§ **Exercise description**: Scale the data below by repeating all of its lines, requests included, with every pixel coordinate in the answers multiplied by 1.95 and rounded to a whole number, halves rounded up.

§ **Material for this exercise**:
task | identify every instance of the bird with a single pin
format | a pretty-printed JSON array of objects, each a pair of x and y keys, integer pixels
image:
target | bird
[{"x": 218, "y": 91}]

§ **Result for this exercise**:
task | identify every instance of the bird with a single pin
format | a pretty-printed JSON array of objects, each a pair of x and y keys, integer pixels
image:
target | bird
[{"x": 425, "y": 177}]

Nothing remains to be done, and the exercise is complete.